Un million de minutes, Wolf Küper

À la fois récit autobiographique et initiatique, Un million de minutes déroule l’histoire de Nina, petite fille « particulière », et de sa famille, sous la plume de son père, Wolf Küper. Témoignage émouvant, réflexion philosophique sur le sens de la vie et, surtout, ode à l’enfance et à la différence, voilà un livre à mettre entre toutes les mains des parents pour leur rappeler que le bonheur, c’est ici et maintenant.
Détenteur d’un doctorat en politiques internationales de l’environnement, expert auprès des Nations unies, Wolf Küper était voué à une carrière brillante, mais forcément très prenante, qui ne lui laissait d’autre choix que de courir perpétuellement après le temps. Or, le temps, justement, sa fille, Nina, semble fâchée avec lui. Selon ses propres mots, elle est « lonte », ce que l’on pourrait définir par « prendre tout le temps dont on a besoin. Autrement dit : un temps infini. ». Et plus elle grandit, plus elle prend son temps : dix-neuf minutes pour manger un mini sandwich, vingt-cinq pour se rendre au supermarché à cent mètres de la maison, quatre pour mettre chaque chaussure (à scratchs). Pour que Wolf prenne la mesure de ce que vit Nina, le neurologue qui la suit du fait de ses « spécificités comportementales et cognitives » lui suggère d’essayer de faire ses lacets avec des baguettes japonaises, un haltère de quinze kilos à chaque poignet. Pourtant Nina fait preuve d’une patience infinie, d’une tolérance à la frustration exceptionnelle pour une fillette de son âge et d’une empathie à toute épreuve.

Entrées affichées
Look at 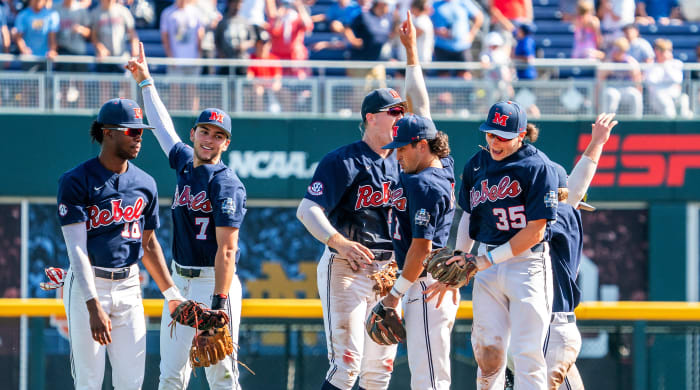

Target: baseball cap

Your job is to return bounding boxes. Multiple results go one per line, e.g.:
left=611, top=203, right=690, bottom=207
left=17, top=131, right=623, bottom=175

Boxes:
left=97, top=98, right=154, bottom=129
left=382, top=114, right=437, bottom=149
left=362, top=88, right=406, bottom=121
left=195, top=108, right=231, bottom=137
left=479, top=100, right=527, bottom=139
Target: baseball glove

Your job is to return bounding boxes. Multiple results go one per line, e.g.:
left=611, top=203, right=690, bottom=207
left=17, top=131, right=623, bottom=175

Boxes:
left=170, top=300, right=229, bottom=330
left=367, top=261, right=399, bottom=298
left=365, top=302, right=406, bottom=345
left=423, top=248, right=478, bottom=288
left=190, top=326, right=233, bottom=367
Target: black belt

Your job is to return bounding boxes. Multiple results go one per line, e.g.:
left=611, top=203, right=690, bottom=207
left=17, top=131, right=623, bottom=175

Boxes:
left=175, top=263, right=201, bottom=278
left=549, top=314, right=576, bottom=324
left=486, top=242, right=544, bottom=252
left=95, top=267, right=131, bottom=280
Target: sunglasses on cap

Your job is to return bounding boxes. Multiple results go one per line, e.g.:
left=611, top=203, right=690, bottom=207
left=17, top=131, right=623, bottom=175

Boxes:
left=379, top=106, right=404, bottom=116
left=105, top=127, right=143, bottom=137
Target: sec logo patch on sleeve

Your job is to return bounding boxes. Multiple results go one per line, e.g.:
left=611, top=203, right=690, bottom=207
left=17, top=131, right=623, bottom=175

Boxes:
left=309, top=181, right=323, bottom=196
left=414, top=209, right=430, bottom=226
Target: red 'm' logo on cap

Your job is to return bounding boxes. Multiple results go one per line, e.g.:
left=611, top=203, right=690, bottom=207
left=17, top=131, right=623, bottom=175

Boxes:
left=209, top=111, right=224, bottom=124
left=493, top=112, right=510, bottom=127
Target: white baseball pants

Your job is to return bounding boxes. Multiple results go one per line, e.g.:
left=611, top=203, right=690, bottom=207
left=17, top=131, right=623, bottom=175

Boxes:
left=158, top=261, right=242, bottom=390
left=63, top=264, right=146, bottom=390
left=316, top=247, right=397, bottom=390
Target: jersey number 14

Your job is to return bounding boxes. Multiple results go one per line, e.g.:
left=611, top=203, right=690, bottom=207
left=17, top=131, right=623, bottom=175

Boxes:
left=493, top=205, right=527, bottom=230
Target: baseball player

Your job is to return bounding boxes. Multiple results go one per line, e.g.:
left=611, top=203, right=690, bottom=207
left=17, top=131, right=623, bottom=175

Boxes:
left=297, top=26, right=425, bottom=390
left=372, top=14, right=458, bottom=390
left=426, top=101, right=558, bottom=390
left=127, top=44, right=246, bottom=389
left=57, top=99, right=183, bottom=390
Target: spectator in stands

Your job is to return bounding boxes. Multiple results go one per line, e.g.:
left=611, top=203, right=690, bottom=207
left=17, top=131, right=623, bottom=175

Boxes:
left=56, top=0, right=90, bottom=72
left=160, top=0, right=204, bottom=76
left=267, top=0, right=314, bottom=79
left=90, top=0, right=138, bottom=71
left=644, top=38, right=692, bottom=119
left=513, top=23, right=537, bottom=80
left=15, top=0, right=59, bottom=71
left=214, top=0, right=258, bottom=75
left=345, top=0, right=395, bottom=83
left=488, top=0, right=532, bottom=33
left=598, top=0, right=635, bottom=49
left=622, top=24, right=654, bottom=64
left=636, top=0, right=681, bottom=24
left=248, top=31, right=282, bottom=113
left=432, top=0, right=484, bottom=79
left=571, top=0, right=605, bottom=59
left=598, top=37, right=644, bottom=118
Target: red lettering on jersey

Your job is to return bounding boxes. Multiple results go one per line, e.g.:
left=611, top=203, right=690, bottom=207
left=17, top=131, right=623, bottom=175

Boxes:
left=209, top=111, right=224, bottom=123
left=355, top=181, right=391, bottom=210
left=469, top=176, right=523, bottom=209
left=492, top=112, right=510, bottom=127
left=86, top=197, right=146, bottom=230
left=172, top=186, right=212, bottom=213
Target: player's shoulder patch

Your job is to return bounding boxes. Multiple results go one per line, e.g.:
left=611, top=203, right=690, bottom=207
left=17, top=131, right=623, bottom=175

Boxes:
left=308, top=181, right=323, bottom=196
left=414, top=209, right=430, bottom=226
left=221, top=198, right=236, bottom=215
left=544, top=190, right=559, bottom=208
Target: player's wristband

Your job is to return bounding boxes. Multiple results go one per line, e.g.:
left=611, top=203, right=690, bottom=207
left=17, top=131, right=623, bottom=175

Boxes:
left=139, top=77, right=153, bottom=88
left=486, top=241, right=514, bottom=264
left=390, top=276, right=413, bottom=298
left=211, top=294, right=228, bottom=310
left=163, top=286, right=186, bottom=302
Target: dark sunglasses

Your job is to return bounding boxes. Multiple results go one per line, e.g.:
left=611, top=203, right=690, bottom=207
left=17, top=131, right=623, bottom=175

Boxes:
left=379, top=106, right=404, bottom=116
left=105, top=127, right=143, bottom=137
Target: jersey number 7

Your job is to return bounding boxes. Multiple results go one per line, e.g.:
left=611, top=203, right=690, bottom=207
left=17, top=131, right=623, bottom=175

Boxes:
left=493, top=205, right=527, bottom=230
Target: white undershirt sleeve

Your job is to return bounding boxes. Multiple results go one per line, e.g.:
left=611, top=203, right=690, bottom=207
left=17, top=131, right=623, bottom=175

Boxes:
left=141, top=85, right=181, bottom=156
left=61, top=222, right=97, bottom=302
left=455, top=211, right=474, bottom=253
left=297, top=198, right=338, bottom=244
left=564, top=156, right=598, bottom=207
left=406, top=65, right=430, bottom=118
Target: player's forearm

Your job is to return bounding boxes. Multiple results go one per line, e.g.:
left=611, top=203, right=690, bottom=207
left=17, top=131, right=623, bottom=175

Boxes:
left=141, top=85, right=181, bottom=156
left=61, top=222, right=97, bottom=302
left=455, top=211, right=474, bottom=253
left=565, top=154, right=602, bottom=207
left=297, top=199, right=338, bottom=244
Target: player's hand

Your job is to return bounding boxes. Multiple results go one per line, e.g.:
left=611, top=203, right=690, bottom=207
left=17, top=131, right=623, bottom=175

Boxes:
left=328, top=233, right=374, bottom=272
left=591, top=113, right=617, bottom=145
left=423, top=280, right=459, bottom=309
left=86, top=298, right=112, bottom=345
left=126, top=42, right=151, bottom=83
left=399, top=11, right=416, bottom=48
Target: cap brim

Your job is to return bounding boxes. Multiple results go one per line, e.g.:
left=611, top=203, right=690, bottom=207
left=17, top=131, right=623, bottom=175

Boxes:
left=577, top=202, right=595, bottom=211
left=479, top=123, right=518, bottom=139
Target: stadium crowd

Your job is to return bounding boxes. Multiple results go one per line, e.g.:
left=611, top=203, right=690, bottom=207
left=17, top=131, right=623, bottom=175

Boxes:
left=0, top=0, right=700, bottom=117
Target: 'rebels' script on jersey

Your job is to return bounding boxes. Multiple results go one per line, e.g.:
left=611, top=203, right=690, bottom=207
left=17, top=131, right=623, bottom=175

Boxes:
left=459, top=144, right=557, bottom=245
left=391, top=156, right=455, bottom=269
left=169, top=142, right=246, bottom=267
left=304, top=141, right=401, bottom=251
left=57, top=158, right=159, bottom=268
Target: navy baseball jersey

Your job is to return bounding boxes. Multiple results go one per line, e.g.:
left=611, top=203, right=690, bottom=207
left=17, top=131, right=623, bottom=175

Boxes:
left=170, top=142, right=246, bottom=267
left=304, top=141, right=399, bottom=251
left=549, top=203, right=583, bottom=312
left=459, top=144, right=558, bottom=245
left=391, top=157, right=455, bottom=269
left=57, top=157, right=159, bottom=268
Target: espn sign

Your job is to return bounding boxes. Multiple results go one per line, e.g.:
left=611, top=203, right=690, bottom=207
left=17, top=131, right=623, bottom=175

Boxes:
left=577, top=134, right=700, bottom=187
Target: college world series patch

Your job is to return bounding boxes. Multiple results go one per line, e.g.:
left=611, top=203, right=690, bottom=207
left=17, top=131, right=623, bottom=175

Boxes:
left=415, top=209, right=430, bottom=226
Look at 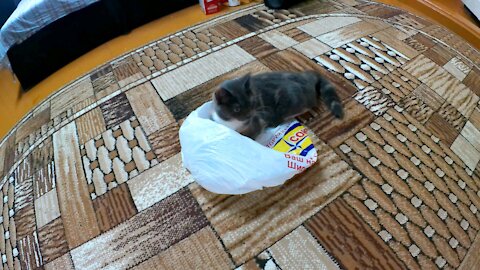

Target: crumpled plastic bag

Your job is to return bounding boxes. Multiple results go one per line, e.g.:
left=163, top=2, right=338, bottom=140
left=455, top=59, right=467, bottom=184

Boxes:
left=180, top=102, right=317, bottom=194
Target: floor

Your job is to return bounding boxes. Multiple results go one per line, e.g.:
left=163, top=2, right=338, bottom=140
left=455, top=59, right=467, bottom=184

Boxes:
left=0, top=0, right=480, bottom=138
left=0, top=0, right=480, bottom=270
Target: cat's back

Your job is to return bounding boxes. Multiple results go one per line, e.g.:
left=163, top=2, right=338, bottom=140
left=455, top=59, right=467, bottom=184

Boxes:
left=251, top=72, right=316, bottom=91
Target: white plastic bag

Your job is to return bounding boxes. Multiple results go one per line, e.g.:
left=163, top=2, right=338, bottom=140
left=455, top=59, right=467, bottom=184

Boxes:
left=180, top=102, right=317, bottom=194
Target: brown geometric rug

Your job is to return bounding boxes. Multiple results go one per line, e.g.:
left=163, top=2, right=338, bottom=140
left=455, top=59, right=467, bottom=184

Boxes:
left=0, top=0, right=480, bottom=269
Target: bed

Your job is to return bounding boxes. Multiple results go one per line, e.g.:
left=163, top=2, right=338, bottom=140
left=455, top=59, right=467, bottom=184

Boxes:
left=0, top=0, right=98, bottom=67
left=0, top=0, right=197, bottom=90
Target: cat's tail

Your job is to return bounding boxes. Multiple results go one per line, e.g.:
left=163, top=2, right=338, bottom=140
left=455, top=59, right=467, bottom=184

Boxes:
left=315, top=73, right=343, bottom=118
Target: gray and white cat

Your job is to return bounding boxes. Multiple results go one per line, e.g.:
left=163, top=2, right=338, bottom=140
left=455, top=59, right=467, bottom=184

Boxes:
left=212, top=71, right=343, bottom=139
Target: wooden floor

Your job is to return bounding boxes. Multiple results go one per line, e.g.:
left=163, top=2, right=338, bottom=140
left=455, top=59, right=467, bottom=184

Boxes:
left=0, top=0, right=480, bottom=138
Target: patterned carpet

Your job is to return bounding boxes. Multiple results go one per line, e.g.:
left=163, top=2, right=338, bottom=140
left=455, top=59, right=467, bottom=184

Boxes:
left=0, top=0, right=480, bottom=270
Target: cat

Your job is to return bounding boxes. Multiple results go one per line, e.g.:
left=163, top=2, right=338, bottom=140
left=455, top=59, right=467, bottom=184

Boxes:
left=212, top=71, right=343, bottom=140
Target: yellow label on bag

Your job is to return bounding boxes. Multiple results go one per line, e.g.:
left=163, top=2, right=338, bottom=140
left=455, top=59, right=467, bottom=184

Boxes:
left=272, top=122, right=315, bottom=157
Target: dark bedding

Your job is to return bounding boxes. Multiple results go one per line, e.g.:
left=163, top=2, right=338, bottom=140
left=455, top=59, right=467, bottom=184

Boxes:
left=8, top=0, right=197, bottom=89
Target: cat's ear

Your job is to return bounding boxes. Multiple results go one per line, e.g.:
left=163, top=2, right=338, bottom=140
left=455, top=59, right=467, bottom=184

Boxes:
left=240, top=73, right=252, bottom=95
left=215, top=88, right=232, bottom=104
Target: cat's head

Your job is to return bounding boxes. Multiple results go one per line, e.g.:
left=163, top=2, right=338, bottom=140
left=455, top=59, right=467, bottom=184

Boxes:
left=213, top=74, right=253, bottom=121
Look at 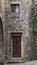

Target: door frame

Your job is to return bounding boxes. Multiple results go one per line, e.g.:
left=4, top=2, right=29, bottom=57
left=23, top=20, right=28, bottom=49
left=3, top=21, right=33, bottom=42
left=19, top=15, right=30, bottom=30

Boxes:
left=8, top=31, right=24, bottom=62
left=11, top=33, right=21, bottom=58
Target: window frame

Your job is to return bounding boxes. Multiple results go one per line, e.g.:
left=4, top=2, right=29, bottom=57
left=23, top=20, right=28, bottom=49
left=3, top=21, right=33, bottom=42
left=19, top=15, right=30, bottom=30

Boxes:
left=11, top=4, right=20, bottom=14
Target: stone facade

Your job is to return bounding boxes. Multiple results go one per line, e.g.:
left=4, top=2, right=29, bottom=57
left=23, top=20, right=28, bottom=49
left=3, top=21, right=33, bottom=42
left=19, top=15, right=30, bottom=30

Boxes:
left=0, top=0, right=36, bottom=62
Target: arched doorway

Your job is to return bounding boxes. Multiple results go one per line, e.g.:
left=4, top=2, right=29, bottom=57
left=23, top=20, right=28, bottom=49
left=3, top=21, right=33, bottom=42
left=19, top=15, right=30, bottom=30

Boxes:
left=0, top=17, right=4, bottom=62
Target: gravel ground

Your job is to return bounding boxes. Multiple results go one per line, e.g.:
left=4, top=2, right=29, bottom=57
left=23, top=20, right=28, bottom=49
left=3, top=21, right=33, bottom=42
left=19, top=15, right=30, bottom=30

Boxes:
left=5, top=60, right=37, bottom=65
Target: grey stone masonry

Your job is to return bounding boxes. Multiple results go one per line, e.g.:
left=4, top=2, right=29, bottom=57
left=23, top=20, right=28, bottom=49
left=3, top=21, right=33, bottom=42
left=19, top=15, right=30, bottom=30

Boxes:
left=1, top=0, right=32, bottom=62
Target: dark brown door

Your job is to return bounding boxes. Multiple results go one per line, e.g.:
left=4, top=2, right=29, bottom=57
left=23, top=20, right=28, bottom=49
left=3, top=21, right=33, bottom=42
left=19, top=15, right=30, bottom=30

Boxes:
left=13, top=36, right=21, bottom=57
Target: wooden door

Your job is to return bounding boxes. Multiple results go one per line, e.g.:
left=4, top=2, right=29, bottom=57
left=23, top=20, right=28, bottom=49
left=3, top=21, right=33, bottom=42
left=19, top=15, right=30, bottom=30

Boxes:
left=13, top=36, right=21, bottom=57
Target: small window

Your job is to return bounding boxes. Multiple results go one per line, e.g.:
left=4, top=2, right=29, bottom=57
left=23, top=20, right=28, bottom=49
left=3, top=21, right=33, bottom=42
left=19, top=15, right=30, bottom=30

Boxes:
left=11, top=4, right=20, bottom=13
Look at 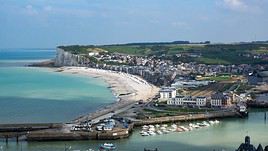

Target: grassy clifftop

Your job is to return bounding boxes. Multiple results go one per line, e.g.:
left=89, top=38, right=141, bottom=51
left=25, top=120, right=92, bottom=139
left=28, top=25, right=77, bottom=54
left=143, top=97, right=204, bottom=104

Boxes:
left=59, top=43, right=268, bottom=64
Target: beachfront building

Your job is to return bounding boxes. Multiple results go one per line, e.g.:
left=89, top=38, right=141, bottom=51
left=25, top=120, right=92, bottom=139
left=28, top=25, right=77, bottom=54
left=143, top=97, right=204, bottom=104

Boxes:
left=167, top=96, right=184, bottom=106
left=210, top=93, right=231, bottom=107
left=196, top=96, right=207, bottom=107
left=159, top=87, right=177, bottom=100
left=248, top=71, right=268, bottom=85
left=167, top=95, right=207, bottom=107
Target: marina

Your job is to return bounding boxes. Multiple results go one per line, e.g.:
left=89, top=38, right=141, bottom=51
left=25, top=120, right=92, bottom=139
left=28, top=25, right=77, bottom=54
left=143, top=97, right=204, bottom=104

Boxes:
left=140, top=120, right=220, bottom=136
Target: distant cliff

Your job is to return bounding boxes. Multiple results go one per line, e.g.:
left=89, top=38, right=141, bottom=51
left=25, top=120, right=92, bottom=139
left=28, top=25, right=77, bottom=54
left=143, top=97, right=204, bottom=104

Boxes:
left=55, top=48, right=89, bottom=67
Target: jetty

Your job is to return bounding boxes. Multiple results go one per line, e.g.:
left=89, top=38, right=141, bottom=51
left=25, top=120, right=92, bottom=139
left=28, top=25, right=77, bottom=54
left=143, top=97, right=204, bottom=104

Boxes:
left=0, top=123, right=63, bottom=143
left=134, top=112, right=240, bottom=126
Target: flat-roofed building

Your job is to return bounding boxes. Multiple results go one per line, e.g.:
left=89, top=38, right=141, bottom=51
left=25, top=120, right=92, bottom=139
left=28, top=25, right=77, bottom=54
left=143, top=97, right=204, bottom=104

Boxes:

Consigne
Recopiez intégralement le texte de lecture sur le livre Un million de minutes, sans y changer un seul mot ni un signe.

Solution ci-dessous
Un million de minutes, Wolf Küper

À la fois récit autobiographique et initiatique, Un million de minutes déroule l’histoire de Nina, petite fille « particulière », et de sa famille, sous la plume de son père, Wolf Küper. Témoignage émouvant, réflexion philosophique sur le sens de la vie et, surtout, ode à l’enfance et à la différence, voilà un livre à mettre entre toutes les mains des parents pour leur rappeler que le bonheur, c’est ici et maintenant.
Détenteur d’un doctorat en politiques internationales de l’environnement, expert auprès des Nations unies, Wolf Küper était voué à une carrière brillante, mais forcément très prenante, qui ne lui laissait d’autre choix que de courir perpétuellement après le temps. Or, le temps, justement, sa fille, Nina, semble fâchée avec lui. Selon ses propres mots, elle est « lonte », ce que l’on pourrait définir par « prendre tout le temps dont on a besoin. Autrement dit : un temps infini. ». Et plus elle grandit, plus elle prend son temps : dix-neuf minutes pour manger un mini sandwich, vingt-cinq pour se rendre au supermarché à cent mètres de la maison, quatre pour mettre chaque chaussure (à scratchs). Pour que Wolf prenne la mesure de ce que vit Nina, le neurologue qui la suit du fait de ses « spécificités comportementales et cognitives » lui suggère d’essayer de faire ses lacets avec des baguettes japonaises, un haltère de quinze kilos à chaque poignet. Pourtant Nina fait preuve d’une patience infinie, d’une tolérance à la frustration exceptionnelle pour une fillette de son âge et d’une empathie à toute épreuve.